Please render the lines starting at the beginning of the records and ending at the line that contains "x=575 y=895", with that line included, as a JSON list of strings. Use one string per line and leave out blank lines.

→ MATERIAL FOR THE TASK
..............................
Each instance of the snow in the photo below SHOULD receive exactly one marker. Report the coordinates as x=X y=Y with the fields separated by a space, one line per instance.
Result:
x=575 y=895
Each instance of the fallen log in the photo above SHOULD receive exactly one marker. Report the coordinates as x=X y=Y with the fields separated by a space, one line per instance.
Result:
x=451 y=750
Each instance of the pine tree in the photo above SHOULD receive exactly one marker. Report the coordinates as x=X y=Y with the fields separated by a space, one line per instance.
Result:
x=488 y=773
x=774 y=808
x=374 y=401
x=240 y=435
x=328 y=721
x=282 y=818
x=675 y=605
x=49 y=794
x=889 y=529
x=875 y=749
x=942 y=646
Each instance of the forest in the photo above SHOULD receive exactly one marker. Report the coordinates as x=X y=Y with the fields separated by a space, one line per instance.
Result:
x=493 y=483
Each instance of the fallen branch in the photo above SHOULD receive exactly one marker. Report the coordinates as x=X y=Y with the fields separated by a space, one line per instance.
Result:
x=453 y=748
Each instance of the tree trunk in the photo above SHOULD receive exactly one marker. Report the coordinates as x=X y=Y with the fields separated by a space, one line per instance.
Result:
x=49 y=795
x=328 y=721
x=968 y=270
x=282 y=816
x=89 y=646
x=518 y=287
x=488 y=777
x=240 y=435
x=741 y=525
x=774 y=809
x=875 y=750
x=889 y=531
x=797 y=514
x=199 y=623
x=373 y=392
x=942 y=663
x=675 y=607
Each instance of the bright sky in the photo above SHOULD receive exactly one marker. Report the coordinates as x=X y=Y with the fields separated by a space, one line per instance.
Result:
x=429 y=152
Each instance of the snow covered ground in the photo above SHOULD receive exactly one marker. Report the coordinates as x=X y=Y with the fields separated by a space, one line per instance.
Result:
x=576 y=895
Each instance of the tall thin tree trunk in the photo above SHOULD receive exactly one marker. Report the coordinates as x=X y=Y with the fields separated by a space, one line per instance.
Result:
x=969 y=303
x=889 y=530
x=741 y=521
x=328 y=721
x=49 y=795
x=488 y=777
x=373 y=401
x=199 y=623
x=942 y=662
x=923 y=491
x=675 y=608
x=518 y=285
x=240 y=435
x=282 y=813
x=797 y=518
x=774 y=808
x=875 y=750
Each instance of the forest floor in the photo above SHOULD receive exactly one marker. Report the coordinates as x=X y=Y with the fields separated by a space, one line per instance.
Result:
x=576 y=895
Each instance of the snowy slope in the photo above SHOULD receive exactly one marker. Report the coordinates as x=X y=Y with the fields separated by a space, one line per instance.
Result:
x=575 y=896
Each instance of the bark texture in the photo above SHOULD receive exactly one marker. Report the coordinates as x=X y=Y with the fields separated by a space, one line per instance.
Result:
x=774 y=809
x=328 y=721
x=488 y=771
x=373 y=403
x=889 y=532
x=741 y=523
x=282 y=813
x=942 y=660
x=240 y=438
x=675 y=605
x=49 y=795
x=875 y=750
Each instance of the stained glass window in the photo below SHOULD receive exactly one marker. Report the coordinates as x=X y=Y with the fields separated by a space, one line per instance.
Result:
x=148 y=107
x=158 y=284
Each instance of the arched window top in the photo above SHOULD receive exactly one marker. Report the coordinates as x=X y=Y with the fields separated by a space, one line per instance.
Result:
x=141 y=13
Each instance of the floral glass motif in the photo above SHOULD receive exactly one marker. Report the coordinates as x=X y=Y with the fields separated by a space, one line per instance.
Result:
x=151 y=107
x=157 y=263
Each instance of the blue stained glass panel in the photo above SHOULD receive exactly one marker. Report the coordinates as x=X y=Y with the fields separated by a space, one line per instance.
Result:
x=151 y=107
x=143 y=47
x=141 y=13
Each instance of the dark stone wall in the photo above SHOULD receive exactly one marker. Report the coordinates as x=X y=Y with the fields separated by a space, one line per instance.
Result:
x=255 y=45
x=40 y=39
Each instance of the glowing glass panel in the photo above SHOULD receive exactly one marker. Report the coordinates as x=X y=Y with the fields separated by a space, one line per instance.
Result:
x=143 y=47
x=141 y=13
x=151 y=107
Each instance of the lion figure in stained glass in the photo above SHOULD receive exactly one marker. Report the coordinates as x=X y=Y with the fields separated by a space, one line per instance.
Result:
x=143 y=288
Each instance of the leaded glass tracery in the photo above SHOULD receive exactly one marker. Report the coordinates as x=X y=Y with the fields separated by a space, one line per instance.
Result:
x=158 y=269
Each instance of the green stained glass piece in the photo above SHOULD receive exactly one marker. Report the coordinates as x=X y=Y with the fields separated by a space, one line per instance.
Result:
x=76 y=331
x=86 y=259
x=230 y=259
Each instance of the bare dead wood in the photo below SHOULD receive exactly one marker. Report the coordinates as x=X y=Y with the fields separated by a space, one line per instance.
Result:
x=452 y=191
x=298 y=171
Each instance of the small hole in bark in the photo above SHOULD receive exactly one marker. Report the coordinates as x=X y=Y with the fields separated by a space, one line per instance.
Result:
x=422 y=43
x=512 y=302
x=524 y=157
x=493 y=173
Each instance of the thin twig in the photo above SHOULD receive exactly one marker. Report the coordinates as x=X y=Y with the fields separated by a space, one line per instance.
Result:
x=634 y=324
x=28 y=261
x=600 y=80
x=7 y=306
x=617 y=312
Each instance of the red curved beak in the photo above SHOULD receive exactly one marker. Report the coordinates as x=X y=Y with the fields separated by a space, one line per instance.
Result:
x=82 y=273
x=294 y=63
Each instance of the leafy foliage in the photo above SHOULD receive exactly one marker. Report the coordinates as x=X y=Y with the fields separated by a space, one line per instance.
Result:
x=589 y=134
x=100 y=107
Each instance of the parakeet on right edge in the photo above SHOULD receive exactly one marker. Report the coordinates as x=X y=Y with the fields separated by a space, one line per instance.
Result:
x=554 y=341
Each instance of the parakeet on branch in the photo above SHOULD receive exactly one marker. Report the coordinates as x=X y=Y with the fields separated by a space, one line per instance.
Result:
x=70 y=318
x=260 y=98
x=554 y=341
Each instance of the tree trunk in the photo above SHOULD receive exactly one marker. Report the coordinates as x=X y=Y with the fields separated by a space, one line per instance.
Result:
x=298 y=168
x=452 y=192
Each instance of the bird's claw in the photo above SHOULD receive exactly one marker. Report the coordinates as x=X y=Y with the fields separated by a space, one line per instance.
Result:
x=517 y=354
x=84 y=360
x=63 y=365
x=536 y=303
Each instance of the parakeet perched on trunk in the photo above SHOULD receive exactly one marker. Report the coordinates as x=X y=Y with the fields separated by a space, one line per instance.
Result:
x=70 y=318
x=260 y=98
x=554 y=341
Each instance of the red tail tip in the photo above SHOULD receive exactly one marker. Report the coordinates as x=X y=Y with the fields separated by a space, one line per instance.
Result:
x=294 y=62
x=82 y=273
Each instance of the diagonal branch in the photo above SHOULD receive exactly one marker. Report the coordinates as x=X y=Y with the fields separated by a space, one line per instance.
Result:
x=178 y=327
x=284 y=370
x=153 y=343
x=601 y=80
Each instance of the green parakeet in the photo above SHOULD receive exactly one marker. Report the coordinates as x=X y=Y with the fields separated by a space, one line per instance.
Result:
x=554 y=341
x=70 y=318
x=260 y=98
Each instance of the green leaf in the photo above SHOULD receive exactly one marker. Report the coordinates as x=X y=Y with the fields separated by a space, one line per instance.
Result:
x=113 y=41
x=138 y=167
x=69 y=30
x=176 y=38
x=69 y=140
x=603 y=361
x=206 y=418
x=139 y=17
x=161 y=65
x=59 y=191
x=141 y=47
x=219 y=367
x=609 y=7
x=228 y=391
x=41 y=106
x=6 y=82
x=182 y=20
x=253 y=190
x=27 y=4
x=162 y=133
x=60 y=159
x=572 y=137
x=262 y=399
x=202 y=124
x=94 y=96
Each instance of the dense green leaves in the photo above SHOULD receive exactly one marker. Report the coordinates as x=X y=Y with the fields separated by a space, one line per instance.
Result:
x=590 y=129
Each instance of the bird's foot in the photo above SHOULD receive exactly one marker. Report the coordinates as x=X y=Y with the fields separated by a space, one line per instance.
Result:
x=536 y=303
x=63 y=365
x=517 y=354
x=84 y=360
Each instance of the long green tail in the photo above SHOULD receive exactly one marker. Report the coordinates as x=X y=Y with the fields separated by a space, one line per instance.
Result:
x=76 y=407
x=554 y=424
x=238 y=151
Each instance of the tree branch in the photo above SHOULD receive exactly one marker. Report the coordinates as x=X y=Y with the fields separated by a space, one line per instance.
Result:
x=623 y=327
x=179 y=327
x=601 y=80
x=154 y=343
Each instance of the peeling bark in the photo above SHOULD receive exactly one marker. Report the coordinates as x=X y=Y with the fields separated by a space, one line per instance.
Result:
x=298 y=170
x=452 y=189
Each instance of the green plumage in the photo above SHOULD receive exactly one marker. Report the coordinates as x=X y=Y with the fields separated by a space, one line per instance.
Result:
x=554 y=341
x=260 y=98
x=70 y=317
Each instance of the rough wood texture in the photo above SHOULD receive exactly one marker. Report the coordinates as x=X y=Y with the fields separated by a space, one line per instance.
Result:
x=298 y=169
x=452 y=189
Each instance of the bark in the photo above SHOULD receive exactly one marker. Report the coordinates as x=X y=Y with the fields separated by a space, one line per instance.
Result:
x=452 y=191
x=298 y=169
..............................
→ OUTPUT BELOW
[
  "Each instance of the snow in the photo below SHOULD receive exactly one marker. Report the coordinates as x=X y=Y with the fields separated by a space, one line per instance.",
  "Result:",
  "x=575 y=895"
]